→ Problem to solve
Write out the data again in full, exactly as it reads.

-- Start of Data to process --

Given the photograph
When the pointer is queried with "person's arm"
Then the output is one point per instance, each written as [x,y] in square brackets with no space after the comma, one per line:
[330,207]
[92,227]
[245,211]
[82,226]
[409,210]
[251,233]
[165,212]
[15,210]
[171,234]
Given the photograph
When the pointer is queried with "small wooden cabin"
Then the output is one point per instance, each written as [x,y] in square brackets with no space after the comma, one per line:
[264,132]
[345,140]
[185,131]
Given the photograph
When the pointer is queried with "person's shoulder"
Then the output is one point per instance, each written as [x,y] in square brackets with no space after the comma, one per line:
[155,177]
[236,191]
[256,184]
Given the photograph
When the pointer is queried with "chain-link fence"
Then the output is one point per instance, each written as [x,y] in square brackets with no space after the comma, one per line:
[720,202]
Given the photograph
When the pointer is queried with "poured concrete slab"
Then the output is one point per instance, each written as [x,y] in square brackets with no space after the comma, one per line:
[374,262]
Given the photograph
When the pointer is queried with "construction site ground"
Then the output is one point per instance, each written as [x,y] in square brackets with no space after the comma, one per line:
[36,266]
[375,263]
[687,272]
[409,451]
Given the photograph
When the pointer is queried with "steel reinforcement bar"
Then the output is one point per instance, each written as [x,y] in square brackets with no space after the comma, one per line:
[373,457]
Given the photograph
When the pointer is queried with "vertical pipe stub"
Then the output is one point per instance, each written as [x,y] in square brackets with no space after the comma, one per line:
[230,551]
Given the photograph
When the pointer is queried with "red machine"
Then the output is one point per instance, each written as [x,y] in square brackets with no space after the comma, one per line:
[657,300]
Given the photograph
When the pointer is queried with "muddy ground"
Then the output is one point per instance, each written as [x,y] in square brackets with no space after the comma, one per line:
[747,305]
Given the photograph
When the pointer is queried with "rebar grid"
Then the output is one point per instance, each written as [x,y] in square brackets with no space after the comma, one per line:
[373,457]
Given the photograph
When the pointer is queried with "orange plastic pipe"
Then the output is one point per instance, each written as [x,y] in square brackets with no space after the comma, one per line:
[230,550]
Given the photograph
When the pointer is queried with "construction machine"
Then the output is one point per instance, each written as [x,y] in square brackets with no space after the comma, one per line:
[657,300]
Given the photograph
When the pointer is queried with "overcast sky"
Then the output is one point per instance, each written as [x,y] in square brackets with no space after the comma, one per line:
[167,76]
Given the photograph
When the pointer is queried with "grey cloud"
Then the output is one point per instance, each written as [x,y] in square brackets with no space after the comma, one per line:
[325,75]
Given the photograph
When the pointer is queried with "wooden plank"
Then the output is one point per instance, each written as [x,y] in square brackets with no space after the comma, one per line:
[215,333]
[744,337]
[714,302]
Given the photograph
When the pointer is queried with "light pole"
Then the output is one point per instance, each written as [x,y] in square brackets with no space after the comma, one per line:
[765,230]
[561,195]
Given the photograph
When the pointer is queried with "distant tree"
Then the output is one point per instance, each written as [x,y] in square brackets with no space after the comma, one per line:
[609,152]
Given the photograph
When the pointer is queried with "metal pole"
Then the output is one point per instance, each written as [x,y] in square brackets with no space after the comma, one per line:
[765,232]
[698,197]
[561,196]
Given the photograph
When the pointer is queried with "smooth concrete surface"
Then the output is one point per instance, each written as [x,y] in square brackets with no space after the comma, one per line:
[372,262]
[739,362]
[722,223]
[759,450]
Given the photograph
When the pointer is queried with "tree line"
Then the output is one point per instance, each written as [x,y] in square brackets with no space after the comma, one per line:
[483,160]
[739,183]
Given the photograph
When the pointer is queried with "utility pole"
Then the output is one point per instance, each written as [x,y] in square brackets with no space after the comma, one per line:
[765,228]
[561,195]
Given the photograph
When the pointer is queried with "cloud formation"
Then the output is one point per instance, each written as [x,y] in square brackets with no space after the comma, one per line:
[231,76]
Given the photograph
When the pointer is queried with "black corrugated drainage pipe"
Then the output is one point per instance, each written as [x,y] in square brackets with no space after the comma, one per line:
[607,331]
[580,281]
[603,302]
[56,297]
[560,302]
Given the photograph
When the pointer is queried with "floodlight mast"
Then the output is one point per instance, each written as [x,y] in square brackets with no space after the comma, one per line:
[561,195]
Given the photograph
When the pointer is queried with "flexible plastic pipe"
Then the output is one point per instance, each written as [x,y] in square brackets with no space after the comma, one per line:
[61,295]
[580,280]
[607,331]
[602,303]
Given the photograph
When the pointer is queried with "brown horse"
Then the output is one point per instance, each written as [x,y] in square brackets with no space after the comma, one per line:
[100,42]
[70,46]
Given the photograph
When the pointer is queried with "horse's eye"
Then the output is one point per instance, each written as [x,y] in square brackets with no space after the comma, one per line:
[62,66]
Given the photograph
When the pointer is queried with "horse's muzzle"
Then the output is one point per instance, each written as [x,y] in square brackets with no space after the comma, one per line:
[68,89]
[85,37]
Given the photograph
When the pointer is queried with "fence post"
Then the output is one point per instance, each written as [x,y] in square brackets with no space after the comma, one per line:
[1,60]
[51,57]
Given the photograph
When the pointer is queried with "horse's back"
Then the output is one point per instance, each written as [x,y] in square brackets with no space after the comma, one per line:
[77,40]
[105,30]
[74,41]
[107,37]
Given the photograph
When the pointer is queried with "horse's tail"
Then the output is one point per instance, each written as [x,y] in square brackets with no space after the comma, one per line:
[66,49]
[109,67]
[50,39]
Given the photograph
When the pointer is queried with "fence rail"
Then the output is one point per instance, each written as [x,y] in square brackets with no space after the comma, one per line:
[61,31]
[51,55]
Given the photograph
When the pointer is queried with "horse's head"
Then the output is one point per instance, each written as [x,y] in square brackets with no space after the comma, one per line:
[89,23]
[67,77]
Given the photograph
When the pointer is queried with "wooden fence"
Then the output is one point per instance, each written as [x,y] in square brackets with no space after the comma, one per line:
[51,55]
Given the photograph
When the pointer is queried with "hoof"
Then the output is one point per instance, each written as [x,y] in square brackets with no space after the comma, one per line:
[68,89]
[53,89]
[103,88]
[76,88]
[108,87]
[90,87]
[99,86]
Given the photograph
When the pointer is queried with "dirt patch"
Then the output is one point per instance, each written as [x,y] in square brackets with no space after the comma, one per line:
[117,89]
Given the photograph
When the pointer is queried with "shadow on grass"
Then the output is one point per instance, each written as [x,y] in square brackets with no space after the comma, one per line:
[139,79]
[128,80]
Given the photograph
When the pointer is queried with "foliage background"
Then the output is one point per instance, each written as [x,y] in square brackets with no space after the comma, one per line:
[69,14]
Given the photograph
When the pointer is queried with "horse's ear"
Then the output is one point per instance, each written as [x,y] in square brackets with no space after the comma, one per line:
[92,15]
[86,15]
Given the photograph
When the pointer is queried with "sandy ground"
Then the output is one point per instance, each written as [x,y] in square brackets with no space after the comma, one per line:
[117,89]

-- End of Data to process --

→ Task response
Given the photograph
When the pointer is queried with "person's arm"
Then the output is one point per instance, each written as [x,y] in square brackets with no space after the comma, one per line:
[330,207]
[92,227]
[245,211]
[82,226]
[409,210]
[251,233]
[165,212]
[15,210]
[171,234]
Given the photograph
When the pointer is queried with "small wooden cabin"
Then the output is one point per instance, each written as [x,y] in square brackets with no space after the comma, one per line:
[264,132]
[345,140]
[185,131]
Given the photograph
When the pointer is queried with "person's shoulder"
Then the output is one point per instance, each written as [x,y] in square brackets with no space after the comma, one per line:
[155,177]
[236,191]
[256,184]
Given the photograph
When the pointer is queried with "chain-link fence"
Then the output is one point per instance, each written as [x,y] in square brackets with no space after the comma, one per line:
[720,202]
Given the photograph
When the pointer is queried with "poured concrete slab"
Then the output is one point per instance, each written as [x,y] in square brackets with no space after the comma, one per line:
[374,262]
Given the photograph
When the pointer is queried with "construction site ground"
Then the output is one point per instance, each written as [x,y] in square brackets with no space after the comma, one per line:
[36,266]
[375,263]
[687,272]
[409,451]
Given the photograph
When the pointer is queried with "steel reinforcement bar"
Then the output is one point per instance, each written as [x,y] in square brackets with no space after the comma, one per line:
[373,457]
Given the photograph
When the pointer is queried with "vertical pipe stub"
Then the output is one point per instance, each written as [x,y] in square brackets with no space after the comma, one per line:
[230,551]
Given the photograph
When the pointer is queried with "red machine"
Then the output is one point per instance, each written as [x,y] in square brackets with no space after the comma, one per line:
[657,300]
Given the photograph
When the pointer is queried with "muddy ground"
Then the output is one point per instance, each written as [x,y] in square brackets with no space after the comma, one per line:
[747,305]
Given the photograph
When the pointer is queried with "rebar grid"
Then the output is one point per instance, each written as [x,y] in square brackets with no space after the comma, one per line:
[373,457]
Given the photograph
When the pointer is queried with "orange plastic pipe"
Then the output is one point per instance, each written as [x,y] in square brackets with no space after the comma, one per line:
[230,550]
Given the photograph
When the pointer is queried with "construction machine"
Then the output is one point per instance, each written as [x,y] in square brackets with no space after the comma, one per line:
[657,300]
Given the photograph
When the pointer is queried with "overcast sky"
Then the output is one point per instance, each written as [x,y] in square brackets with no space after the comma, one per line:
[167,76]
Given the photograph
When the pointer is queried with "grey cloud"
Then the output is one point per instance, each written as [x,y] in square brackets with no space after the comma, one per line:
[325,75]
Given the photograph
When the pointer is queried with "wooden plank"
Then the output is one point per instance, each written as [x,y] in square brackets with no space after the comma, one per line:
[215,333]
[744,337]
[714,302]
Given the photograph
When the pointer is queried with "light pole"
Then the output is one point per instance, each written as [x,y] in square brackets with no space after the comma, one per line:
[765,230]
[561,195]
Given the photograph
When the pointer is queried with "distant tree"
Then the output is one point per instance, each written as [x,y] in square brackets with no space after the comma, one per line:
[609,152]
Given the photograph
When the pointer is queried with "metal pole"
Then the output is one point per instance, each written as [x,y] in square brackets with no space after the comma, one per line:
[765,232]
[698,197]
[561,196]
Given the photograph
When the pointer is queried with "smooth concrete surface"
Then the output is one point per instance, each written as [x,y] in square brackets with no space after the comma, one per line:
[372,262]
[739,362]
[722,223]
[759,450]
Given the photograph
When the pointer is queried with "tree line"
Then the output is one point per instance, each written as [x,y] in square brackets with no space after the comma, one per line:
[483,160]
[739,183]
Given the photograph
When the pointer is queried with "utility pole"
Then the output is one point per instance, each written as [x,y] in square brackets with no space after the comma, one per line:
[765,228]
[561,195]
Given the photograph
When the pointer is queried with "cloud formation"
Then the output is one point per instance, each written as [x,y] in square brackets with no space after the comma, one per line:
[231,76]
Given the photograph
When the pointer is queried with "black corrugated drainage pipe"
Then the output is one point per instance, each written as [x,y] in square brackets with no space after the comma, one per line:
[607,331]
[580,281]
[603,302]
[56,297]
[560,302]
Given the photograph
When the pointer is queried with "floodlight mast"
Then the output is one point per instance, each written as [x,y] in square brackets with no space after the comma, one per line:
[561,195]
Given the photograph
When the pointer is queried with "flexible plastic pipe"
Then the output is one point per instance, each written as [x,y] in square brackets with no space after the comma, one per line:
[61,295]
[580,280]
[607,331]
[602,303]
Given the photograph
When the pointer is queried with "brown horse"
Then the output is one point per instance, each written as [x,y] in square brackets with no space after the comma, one per line:
[100,42]
[70,46]
Given the photograph
When the pointer is queried with "horse's eye"
Then the output is one point per instance, each written as [x,y] in square brackets with no space after the comma, one per line:
[62,66]
Given the photograph
When the pointer is queried with "horse's muzzle"
Then the output is one point per instance, each written as [x,y] in square brackets with no space after the comma, one per line:
[68,89]
[85,37]
Given the photograph
When the pointer is queried with "fence post"
Then the output is one point per instance, each written as [x,y] in square brackets with no space after the comma, one per line:
[1,60]
[51,57]
Given the photograph
When the pointer is queried with "horse's back"
Then the output is one point per instance, each written as [x,y] in square brackets with no space after the comma, one per line:
[77,40]
[105,30]
[74,41]
[107,37]
Given the photograph
When the pointer is queried with "horse's tail"
Then the output is one point per instance, each written as [x,y] in square brackets with no space after the comma, one per line:
[66,49]
[109,67]
[50,39]
Given the photograph
When the pointer is queried with "fence rail"
Then the output is one point per instance, each written as [x,y] in square brackets with no space after the comma, one per line:
[61,31]
[51,55]
Given the photograph
When the pointer is queried with "horse's head"
Then the output is one point per instance, each written as [x,y] in square brackets with no space after the comma, one per line:
[89,23]
[67,77]
Given the photograph
When the pointer is queried with "wooden fence"
Then the output is one point per instance, each written as [x,y] in square brackets with no space after the comma, one per line:
[51,55]
Given the photograph
When the pointer is queried with "hoof"
Then the output is one point per instance, each written as [x,y] in square brackets with no space after the comma, one per line:
[68,89]
[53,89]
[103,88]
[76,88]
[108,87]
[90,87]
[99,86]
Given the photograph
When the pointer is queried with "dirt patch"
Then the output is one point per instance, each written as [x,y] in square brackets with no space after the comma, one per line:
[117,89]
Given the photograph
When the pointer is queried with "shadow on grass"
Then the output is one point per instance, each written as [x,y] in square brackets with no space after the comma, one per line:
[139,79]
[128,80]
Given the photograph
When the pointer is queried with "foliage background"
Then the output is one point per instance, each written as [x,y] in square brackets with no space after the comma, one per line:
[69,14]
Given the photograph
When the pointer is queried with "horse's ear"
Then the output is one point per instance, each written as [x,y] in square brackets with no space after the comma, one per line:
[92,15]
[86,15]
Given the photograph
When the pointer is queried with "sandy ground"
Then the output is one point per instance, each written as [x,y] in square brackets with no space after the comma, one per line:
[117,89]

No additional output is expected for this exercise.